> _Problems_:
1. In the Angel Studios article, what city and state is the company based in?
2. Show every line of the entries that contains the string "hill".

Angel Studios, Inc.
- Trade name: Angel
- Type: Public
- Traded as: NYSE: ANGX
- Industry: Entertainment
- Predecessor: VidAngel
- Founded: March 25, 2021; 5 years ago
- Founders: Neal Harmon; Daniel Harmon; Jeffrey Harmon; Jordan Harmon; Benton Crane;
- Headquarters: Provo, Utah, United States
- Area served: Worldwide
- Key people: Neal Harmon (CEO and chairman)
- Services: Film distribution; Film production; Streaming media; Television distribution; Television production;
- Revenue: US$322 million (2025)
- Net income: −US$170 million (2025)
- Number of employees: 311 (2025)
- Website: angel.com

= Angel Studios =

American media company

Angel Studios, Inc., branded as Angel since September 2025, is an American independent publicly traded media company and film distributor based in Provo, Utah. It distributes films theatrically and operates the Angel streaming platform, where some titles are available free and most require membership in the Angel Guild.

The company originated as VidAngel, a film-filtering service that streamed recuts and censored versions of films. In 2021, its founders sold the filtering business and rebranded their content business as Angel Studios, shifting its focus toward crowdfunded film and television production and distribution. The company's current business model centers on the Angel Guild, a paid membership program whose members vote on film and television projects that the company may market and distribute.

Angel markets its output as "values-based entertainment"; although it is not officially a Christian company, its slate includes numerous faith-based productions. The company gained wider recognition with Sound of Freedom, which grossed more than $250 million worldwide. It formerly distributed the television series The Chosen.

==History==
===Early years as VidAngel===

The company was founded in 2013 by brothers Neal, Daniel, Jeffrey, and Jordan Harmon and their cousin Benton Crane. It was originally named VidAngel, and its filtering service launched in 2014. The service allowed viewers to skip or mute selected content in films and television programs, including profanity, nudity, sexual content, and graphic violence.

In June 2016, Disney Enterprises, Lucasfilm, 20th Century Fox, and Warner Bros. sued VidAngel, alleging that the company had copied DVDs and Blu-ray discs and streamed filtered versions of their films without authorization. VidAngel argued that its filtering method was protected by the Family Movie Act of 2005. In August 2017, the Ninth Circuit Court of Appeals upheld a preliminary injunction against the company, finding that the studios were likely to succeed on their copyright claims.

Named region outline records
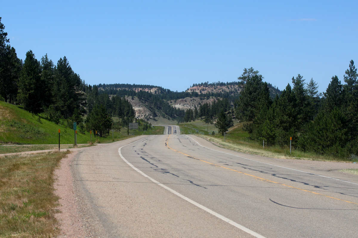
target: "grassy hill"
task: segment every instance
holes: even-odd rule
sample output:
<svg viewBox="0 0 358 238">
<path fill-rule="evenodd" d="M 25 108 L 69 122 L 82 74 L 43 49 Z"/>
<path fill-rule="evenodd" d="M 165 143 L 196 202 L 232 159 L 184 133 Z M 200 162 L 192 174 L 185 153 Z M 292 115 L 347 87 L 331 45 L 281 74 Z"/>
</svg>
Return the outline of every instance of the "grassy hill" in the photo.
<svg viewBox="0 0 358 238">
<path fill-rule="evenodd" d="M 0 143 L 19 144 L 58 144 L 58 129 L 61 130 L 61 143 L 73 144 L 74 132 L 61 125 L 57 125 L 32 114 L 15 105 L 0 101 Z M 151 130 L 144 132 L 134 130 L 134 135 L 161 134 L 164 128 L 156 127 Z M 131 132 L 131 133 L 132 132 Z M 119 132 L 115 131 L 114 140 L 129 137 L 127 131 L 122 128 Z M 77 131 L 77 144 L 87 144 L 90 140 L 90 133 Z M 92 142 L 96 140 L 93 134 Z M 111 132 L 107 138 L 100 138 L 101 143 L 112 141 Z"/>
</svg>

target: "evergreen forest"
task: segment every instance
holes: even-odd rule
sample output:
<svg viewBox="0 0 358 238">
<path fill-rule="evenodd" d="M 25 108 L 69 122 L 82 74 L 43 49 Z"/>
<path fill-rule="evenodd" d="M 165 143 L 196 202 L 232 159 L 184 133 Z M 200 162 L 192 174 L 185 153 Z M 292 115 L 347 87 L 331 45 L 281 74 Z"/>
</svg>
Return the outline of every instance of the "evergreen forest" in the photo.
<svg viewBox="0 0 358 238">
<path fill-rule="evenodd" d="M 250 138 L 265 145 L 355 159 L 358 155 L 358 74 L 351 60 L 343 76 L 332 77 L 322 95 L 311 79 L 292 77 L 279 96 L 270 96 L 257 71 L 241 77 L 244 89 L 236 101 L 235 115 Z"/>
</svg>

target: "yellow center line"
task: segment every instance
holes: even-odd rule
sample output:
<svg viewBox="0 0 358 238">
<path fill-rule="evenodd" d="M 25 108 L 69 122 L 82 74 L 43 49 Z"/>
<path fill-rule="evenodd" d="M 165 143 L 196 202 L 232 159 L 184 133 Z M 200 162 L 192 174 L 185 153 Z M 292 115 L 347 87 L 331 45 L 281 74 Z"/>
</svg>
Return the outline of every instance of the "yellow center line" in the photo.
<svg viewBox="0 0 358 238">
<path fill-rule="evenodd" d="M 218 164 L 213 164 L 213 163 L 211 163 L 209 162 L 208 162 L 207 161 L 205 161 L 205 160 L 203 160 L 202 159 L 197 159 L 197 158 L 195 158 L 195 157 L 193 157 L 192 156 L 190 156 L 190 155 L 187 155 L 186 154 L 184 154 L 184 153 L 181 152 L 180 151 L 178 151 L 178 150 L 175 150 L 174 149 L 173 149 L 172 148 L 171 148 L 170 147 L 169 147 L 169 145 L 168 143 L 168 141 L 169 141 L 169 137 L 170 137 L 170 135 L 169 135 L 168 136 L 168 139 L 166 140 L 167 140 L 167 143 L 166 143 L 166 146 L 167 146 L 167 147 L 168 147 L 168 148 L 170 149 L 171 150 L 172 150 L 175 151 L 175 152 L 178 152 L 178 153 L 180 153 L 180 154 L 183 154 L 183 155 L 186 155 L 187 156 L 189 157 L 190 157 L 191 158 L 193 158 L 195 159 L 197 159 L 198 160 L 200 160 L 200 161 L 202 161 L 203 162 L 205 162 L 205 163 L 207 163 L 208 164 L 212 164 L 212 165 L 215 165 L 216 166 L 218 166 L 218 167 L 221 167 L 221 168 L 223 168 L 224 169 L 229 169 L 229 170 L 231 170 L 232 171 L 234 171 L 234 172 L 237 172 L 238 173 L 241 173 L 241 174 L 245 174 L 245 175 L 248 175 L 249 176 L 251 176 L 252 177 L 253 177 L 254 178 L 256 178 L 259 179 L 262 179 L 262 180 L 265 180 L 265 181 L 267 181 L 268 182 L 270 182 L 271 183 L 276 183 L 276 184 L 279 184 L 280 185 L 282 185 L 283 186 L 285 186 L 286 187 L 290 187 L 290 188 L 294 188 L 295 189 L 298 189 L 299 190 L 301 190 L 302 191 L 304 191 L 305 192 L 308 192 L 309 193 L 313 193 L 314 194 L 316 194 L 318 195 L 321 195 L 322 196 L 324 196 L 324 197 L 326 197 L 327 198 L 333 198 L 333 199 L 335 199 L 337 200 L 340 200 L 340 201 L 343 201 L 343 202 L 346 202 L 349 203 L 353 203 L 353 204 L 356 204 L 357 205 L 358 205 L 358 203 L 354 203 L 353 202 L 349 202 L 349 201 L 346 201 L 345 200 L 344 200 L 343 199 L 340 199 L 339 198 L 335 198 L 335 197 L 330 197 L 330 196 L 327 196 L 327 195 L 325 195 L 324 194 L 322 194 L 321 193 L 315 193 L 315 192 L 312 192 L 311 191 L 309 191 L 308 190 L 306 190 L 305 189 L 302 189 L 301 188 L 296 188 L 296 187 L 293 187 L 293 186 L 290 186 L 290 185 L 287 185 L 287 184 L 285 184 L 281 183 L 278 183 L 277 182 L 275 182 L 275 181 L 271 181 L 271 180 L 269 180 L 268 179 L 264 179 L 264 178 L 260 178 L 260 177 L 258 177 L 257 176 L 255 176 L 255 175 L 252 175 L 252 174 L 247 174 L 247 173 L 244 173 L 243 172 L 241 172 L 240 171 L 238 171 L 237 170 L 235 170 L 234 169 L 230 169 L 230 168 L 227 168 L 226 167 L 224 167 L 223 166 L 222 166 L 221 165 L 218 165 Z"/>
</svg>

> _Responses to the exercise_:
1. Provo, Utah.

2.
target: "grassy hill"
Return the outline of every instance of the "grassy hill" in the photo.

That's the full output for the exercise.